* [STORED DATA]
^^^^^^^^

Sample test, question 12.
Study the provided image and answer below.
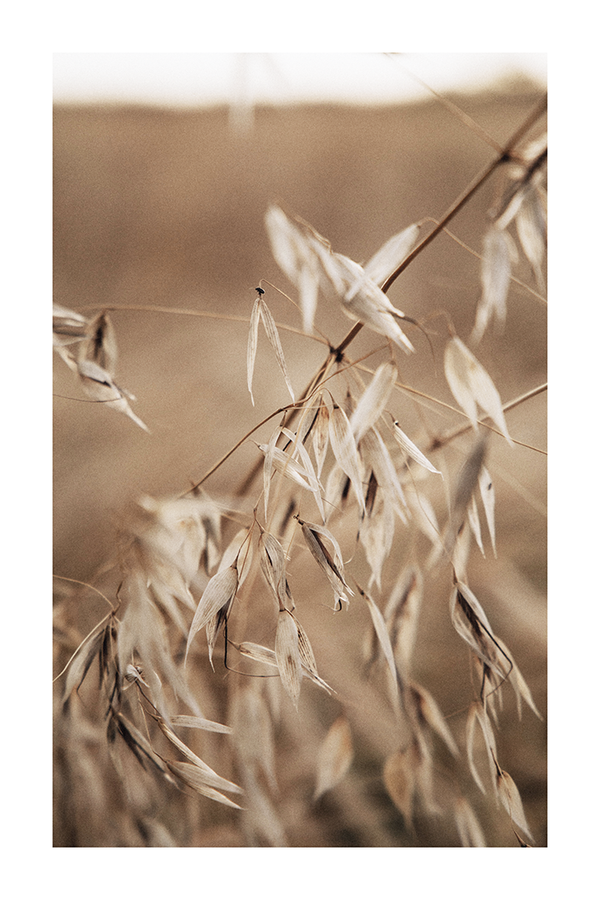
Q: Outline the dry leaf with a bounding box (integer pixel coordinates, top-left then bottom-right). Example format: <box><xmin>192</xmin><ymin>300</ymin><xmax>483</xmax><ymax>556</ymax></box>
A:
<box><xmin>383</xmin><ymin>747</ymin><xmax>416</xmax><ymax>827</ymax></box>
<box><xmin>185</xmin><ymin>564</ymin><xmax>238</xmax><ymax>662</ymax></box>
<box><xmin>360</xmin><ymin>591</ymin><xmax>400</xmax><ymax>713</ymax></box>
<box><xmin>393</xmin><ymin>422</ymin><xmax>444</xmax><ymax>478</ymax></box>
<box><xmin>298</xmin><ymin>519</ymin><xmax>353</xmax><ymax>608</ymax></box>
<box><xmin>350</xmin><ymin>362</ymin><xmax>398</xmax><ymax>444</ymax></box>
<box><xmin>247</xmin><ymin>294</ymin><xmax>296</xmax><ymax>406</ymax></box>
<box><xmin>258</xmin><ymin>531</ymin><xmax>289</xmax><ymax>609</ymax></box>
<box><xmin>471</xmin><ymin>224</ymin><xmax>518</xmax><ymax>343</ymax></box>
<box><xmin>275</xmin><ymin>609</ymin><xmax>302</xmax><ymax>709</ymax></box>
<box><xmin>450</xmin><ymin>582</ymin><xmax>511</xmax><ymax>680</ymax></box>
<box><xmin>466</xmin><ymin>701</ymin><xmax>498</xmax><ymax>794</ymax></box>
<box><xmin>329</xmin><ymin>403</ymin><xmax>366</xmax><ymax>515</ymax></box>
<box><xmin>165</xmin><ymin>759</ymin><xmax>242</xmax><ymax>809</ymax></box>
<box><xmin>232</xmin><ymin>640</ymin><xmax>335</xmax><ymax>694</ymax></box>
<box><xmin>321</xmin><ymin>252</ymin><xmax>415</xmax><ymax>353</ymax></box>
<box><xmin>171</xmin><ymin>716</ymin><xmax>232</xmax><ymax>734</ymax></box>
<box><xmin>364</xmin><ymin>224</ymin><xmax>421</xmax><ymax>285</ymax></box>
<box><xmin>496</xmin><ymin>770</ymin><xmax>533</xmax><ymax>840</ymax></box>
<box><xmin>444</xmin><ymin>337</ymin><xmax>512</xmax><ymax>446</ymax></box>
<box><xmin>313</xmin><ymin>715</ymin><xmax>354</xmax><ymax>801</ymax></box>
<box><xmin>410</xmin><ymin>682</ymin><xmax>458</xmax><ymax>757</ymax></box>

^^^^^^^^

* [PROBLEM STATEMENT]
List each line in the rows above that contains the string "bottom".

* [EXERCISE RESPONSE]
Q: Outline the dry leaf with a bounding box (integer pixel coordinates, top-left then bottom-right). Example format: <box><xmin>192</xmin><ymin>300</ymin><xmax>483</xmax><ymax>556</ymax></box>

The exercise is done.